(Beginning of Records supplied)

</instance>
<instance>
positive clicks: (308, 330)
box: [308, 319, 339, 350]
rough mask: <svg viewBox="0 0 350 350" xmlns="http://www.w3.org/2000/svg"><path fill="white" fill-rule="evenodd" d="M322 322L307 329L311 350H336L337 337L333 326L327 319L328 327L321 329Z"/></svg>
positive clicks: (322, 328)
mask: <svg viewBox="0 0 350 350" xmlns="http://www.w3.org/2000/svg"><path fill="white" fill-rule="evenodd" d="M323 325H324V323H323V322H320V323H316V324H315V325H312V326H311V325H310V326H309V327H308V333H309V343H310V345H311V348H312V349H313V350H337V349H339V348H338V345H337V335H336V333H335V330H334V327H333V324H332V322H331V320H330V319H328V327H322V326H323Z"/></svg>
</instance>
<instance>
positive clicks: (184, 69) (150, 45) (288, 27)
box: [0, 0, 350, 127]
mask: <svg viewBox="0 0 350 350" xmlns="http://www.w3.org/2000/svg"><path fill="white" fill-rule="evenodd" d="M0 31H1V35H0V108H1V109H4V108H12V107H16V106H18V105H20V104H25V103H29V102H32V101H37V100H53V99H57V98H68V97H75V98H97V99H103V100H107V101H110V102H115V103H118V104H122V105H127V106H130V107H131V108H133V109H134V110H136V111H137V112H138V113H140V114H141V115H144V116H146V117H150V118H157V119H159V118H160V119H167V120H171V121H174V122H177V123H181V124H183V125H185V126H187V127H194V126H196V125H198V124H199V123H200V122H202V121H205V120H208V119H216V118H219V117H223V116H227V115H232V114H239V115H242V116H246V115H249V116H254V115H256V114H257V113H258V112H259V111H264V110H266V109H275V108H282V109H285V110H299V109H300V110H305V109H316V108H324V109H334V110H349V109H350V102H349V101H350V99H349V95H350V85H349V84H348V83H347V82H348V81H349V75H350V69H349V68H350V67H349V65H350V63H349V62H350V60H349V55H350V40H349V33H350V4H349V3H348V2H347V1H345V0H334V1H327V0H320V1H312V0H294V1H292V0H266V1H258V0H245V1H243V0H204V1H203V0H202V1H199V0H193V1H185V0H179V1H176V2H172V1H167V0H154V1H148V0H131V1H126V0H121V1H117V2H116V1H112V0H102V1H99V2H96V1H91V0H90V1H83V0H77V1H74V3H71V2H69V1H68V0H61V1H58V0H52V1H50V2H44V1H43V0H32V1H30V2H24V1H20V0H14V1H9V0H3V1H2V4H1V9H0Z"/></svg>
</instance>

(End of Records supplied)

# Work item
Among the entries above, find the line with "positive clicks: (308, 330)" and the line with "rough mask: <svg"; give again exactly these two lines and all lines between them.

# Solution to this problem
positive clicks: (308, 330)
box: [308, 319, 339, 350]
rough mask: <svg viewBox="0 0 350 350" xmlns="http://www.w3.org/2000/svg"><path fill="white" fill-rule="evenodd" d="M322 322L307 329L311 350H336L337 337L333 326L327 319L328 327L321 329Z"/></svg>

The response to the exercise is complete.